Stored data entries
· · · · · · ·
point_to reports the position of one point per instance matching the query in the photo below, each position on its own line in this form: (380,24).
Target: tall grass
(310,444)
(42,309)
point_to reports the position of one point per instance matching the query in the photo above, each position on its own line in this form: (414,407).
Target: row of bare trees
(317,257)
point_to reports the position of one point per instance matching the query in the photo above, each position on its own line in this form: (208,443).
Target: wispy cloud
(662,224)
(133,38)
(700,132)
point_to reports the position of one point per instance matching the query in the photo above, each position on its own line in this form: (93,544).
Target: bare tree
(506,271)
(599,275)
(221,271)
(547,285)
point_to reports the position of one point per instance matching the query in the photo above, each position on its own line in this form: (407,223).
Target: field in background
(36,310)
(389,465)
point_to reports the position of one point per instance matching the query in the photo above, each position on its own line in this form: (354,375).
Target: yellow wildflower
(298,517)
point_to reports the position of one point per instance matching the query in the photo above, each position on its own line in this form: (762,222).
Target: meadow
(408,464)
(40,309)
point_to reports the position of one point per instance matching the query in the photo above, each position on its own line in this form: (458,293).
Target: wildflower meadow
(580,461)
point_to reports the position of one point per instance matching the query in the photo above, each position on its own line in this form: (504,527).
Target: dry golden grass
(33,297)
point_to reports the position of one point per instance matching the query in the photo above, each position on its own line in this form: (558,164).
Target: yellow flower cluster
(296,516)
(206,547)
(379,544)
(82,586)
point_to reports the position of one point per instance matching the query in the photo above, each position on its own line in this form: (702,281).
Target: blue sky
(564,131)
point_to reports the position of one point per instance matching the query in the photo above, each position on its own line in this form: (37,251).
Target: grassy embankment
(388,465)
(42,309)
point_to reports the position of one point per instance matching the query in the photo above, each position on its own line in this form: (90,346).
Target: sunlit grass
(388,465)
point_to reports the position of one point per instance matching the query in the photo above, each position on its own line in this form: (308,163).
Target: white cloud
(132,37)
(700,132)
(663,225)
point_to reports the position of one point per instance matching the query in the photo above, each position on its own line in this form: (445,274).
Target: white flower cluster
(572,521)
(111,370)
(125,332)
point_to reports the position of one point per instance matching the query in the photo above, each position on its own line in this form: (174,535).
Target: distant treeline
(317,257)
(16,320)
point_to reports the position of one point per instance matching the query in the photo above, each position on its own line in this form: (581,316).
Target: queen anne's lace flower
· · · · · · ·
| Work instructions |
Return every record, word for word.

| Exercise response |
point_to reports the position of one point per instance matching the query in the photo below, each position on its own line in this form: (380,24).
Target: tall grass
(310,444)
(42,309)
point_to reports the position of one point per instance matching the query in the photo above, each position on its own line in this form: (414,407).
Target: row of bare trees
(317,257)
point_to reports the position of one point per instance matching the query in the photo above, each position on its own line in this form: (208,443).
Target: wispy cloud
(662,224)
(133,38)
(700,132)
point_to reports the position of one point per instance matching the query in the photo above, each position on its own line in this form: (93,544).
Target: bare tree
(506,271)
(599,275)
(221,271)
(547,285)
point_to reports the position of one point per instance matching the query in the photo above, each position on its own line in this form: (407,223).
Target: field in background
(36,310)
(389,465)
point_to reports the position of one point per instance matching the query in the photo above, each position on its own line in this form: (354,375).
Target: yellow wildflower
(298,517)
point_to reports the position of one point per instance matching the query in the photo above, each position on its own line in this form: (762,222).
Target: meadow
(408,464)
(40,309)
point_to reports the position of one point per instance matching the query in the photo above, each position on its own line in this form: (458,293).
Target: wildflower meadow
(580,461)
point_to reports the position of one point per instance matching the query in the photo above, each position on its own line in this form: (504,527).
Target: dry golden grass
(33,297)
point_to reports the position of one point per instance matching the query in the photo above, each position on its own line in this form: (558,164).
Target: yellow flower cluster
(296,516)
(206,547)
(379,544)
(82,586)
point_to reports the position of one point per instance matching the query in the photo above, each position on its own line in this form: (702,281).
Target: blue sky
(564,131)
point_to reports the position of one point per instance matching the query in the photo above, each position on its own line in this form: (37,251).
Target: grassy embankment
(388,465)
(42,309)
point_to reports the position of one point per instance matching the query in the photo above, each position on its own line in this form: (90,346).
Target: sunlit grass
(388,465)
point_to reports the position of one point per instance matching the query in the photo above, each position on its own line in this form: (308,163).
Target: white cloud
(132,37)
(700,132)
(663,225)
point_to reports the position of one point per instance matching the query in the photo above, each position on its own line in this form: (445,274).
Target: white flower cluster
(572,521)
(111,370)
(125,332)
point_to reports the position of one point per instance matching the query in the photo above, each position on its own line in this form: (174,535).
Target: distant treeline
(317,257)
(16,320)
point_to reports the position of one point per instance matching the query in the photo above, each position on its own line in this form: (581,316).
Target: queen anne's lace flower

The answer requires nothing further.